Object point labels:
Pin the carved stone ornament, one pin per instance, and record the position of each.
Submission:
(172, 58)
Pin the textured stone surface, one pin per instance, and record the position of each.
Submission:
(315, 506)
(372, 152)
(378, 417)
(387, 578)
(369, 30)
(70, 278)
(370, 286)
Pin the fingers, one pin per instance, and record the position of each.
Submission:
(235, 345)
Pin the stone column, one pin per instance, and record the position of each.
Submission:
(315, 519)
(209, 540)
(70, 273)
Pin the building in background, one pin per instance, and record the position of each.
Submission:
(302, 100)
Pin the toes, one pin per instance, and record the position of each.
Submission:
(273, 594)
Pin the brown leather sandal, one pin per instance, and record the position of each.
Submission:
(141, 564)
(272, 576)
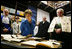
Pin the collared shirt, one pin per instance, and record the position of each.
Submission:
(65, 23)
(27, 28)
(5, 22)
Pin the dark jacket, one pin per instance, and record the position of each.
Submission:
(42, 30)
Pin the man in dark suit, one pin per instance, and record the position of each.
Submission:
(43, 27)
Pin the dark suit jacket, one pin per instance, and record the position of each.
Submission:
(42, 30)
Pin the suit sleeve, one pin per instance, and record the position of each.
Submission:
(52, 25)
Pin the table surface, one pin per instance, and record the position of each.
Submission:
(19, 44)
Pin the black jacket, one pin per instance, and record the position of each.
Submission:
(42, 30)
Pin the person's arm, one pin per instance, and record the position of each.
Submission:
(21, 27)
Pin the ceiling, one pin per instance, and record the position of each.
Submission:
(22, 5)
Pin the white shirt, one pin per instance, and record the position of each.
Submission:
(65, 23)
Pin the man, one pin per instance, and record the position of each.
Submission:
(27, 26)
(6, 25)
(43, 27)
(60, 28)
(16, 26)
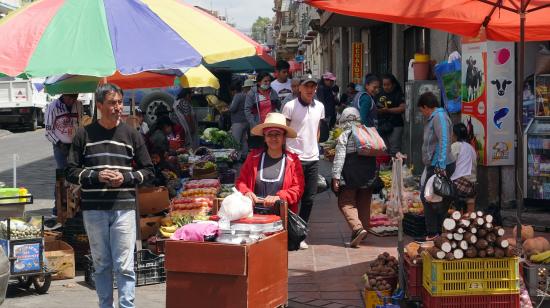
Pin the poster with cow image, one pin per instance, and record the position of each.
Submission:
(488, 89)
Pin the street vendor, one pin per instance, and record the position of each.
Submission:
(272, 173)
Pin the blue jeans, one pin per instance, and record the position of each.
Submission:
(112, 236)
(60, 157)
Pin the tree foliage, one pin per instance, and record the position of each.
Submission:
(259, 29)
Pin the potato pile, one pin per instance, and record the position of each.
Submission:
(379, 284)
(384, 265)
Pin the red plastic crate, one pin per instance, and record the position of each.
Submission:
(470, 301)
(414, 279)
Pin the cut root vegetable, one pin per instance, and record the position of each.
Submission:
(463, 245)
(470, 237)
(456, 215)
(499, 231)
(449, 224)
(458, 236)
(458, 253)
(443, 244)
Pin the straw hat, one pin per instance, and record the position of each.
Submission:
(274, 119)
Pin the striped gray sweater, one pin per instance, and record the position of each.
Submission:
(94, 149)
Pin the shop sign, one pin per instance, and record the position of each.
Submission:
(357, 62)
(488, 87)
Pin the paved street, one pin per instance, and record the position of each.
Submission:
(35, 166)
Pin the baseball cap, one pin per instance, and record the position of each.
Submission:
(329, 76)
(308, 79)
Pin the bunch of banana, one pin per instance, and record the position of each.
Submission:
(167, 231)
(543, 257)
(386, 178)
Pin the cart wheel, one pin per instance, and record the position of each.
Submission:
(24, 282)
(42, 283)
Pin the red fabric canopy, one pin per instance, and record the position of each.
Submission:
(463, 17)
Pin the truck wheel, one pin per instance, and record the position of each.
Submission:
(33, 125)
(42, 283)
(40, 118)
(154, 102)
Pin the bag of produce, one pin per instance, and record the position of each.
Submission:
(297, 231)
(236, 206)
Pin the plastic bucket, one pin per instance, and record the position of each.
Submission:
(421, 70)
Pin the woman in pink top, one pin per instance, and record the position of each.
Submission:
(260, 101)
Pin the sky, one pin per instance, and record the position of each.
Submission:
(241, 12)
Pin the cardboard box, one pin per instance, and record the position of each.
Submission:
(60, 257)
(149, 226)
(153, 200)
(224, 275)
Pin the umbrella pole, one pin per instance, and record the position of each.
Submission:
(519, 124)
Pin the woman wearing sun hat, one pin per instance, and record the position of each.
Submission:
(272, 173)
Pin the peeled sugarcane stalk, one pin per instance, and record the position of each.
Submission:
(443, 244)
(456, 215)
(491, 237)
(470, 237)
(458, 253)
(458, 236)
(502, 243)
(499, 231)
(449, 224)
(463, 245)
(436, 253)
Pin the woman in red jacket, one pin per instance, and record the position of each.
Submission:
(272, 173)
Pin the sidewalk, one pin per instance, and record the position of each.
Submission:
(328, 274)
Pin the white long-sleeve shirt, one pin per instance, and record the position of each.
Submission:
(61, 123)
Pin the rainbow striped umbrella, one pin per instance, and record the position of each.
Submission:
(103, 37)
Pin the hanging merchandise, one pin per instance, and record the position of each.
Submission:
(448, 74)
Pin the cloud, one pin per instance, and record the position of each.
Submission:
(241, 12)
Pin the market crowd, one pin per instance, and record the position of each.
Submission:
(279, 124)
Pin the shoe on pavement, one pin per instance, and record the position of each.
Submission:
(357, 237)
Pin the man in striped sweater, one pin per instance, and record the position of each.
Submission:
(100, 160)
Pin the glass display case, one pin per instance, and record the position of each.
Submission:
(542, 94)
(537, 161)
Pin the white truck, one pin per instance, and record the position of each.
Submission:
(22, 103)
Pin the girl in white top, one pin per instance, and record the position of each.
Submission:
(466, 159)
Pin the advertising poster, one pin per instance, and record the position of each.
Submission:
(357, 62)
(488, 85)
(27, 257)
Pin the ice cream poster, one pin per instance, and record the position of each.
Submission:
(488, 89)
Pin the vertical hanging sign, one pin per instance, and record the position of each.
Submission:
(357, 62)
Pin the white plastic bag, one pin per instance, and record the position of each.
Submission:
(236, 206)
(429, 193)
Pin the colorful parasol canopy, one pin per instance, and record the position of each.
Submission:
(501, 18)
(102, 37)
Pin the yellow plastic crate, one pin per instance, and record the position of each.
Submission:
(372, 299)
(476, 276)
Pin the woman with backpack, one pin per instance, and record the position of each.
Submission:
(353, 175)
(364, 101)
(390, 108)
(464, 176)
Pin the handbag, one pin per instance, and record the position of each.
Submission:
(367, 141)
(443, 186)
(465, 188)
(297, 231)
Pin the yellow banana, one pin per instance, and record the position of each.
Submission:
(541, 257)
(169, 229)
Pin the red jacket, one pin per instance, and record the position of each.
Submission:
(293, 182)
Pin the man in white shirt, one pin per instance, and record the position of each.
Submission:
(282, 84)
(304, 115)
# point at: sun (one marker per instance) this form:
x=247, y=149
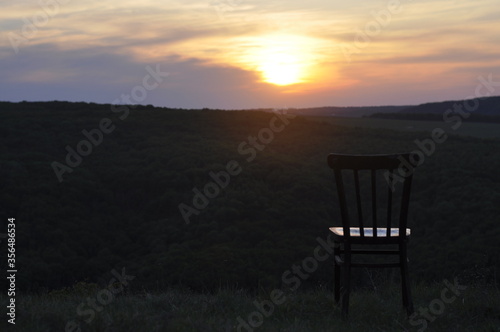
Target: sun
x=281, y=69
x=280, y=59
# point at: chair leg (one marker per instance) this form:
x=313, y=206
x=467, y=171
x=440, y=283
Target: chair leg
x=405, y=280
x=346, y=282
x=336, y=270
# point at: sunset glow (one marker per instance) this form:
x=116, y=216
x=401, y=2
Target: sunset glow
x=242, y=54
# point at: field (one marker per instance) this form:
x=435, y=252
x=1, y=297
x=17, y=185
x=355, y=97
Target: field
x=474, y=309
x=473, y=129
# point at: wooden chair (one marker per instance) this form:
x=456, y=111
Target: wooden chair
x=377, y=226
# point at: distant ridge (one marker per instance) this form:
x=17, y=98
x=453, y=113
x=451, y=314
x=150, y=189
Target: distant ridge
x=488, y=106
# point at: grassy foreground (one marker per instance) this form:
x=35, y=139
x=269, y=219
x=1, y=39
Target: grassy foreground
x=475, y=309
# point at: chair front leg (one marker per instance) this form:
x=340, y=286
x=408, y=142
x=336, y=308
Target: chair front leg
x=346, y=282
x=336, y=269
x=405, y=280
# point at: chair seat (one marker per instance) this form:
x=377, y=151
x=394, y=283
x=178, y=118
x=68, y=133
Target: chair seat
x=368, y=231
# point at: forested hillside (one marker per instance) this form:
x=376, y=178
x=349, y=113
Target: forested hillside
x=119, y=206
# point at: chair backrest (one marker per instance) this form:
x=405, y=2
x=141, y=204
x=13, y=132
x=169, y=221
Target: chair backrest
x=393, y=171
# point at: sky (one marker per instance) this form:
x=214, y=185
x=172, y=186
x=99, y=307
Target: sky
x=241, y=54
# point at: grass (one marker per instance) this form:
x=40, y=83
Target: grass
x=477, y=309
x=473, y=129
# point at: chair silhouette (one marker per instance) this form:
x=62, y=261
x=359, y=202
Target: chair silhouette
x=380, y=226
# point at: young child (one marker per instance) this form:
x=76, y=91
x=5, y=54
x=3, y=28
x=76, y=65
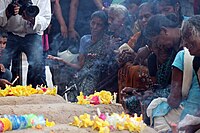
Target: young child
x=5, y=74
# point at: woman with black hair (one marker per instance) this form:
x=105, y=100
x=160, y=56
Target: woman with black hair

EXERCISE DIRECTIONS. Rewrite the entries starting at the line containing "Pin the red jacket, one" and ending at the line containing "x=488, y=106", requests included. Add 147 to every coordinate value in the answer points but not in the requests or their format samples, and omit the pictures.

ANSWER TO THE TASK.
Pin the red jacket, one pin per instance, and record the position of each.
Submission:
(440, 329)
Pin the man in white shirt, one pin per instance, and record the position of each.
Submission:
(429, 231)
(451, 262)
# point at: sun (one marker per instance) this form:
x=247, y=149
Target: sun
x=428, y=216
x=427, y=206
# point at: chair leg (one marker per instance) this form:
x=313, y=206
x=467, y=171
x=440, y=283
Target: chair leg
x=552, y=427
x=493, y=429
x=483, y=417
# point at: sunset glow (one marker per instance) this form:
x=116, y=216
x=401, y=2
Target: sunset glow
x=389, y=201
# point at: field (one marker per instance) this form:
x=435, y=252
x=1, y=297
x=17, y=185
x=355, y=97
Target: field
x=621, y=456
x=620, y=276
# point at: wooden chair (one marker per instance) this form:
x=456, y=111
Target: wooden chair
x=524, y=373
# point at: distant ridge (one marker per instance) this form:
x=17, y=98
x=453, y=113
x=451, y=314
x=150, y=189
Target: distant ridge
x=635, y=253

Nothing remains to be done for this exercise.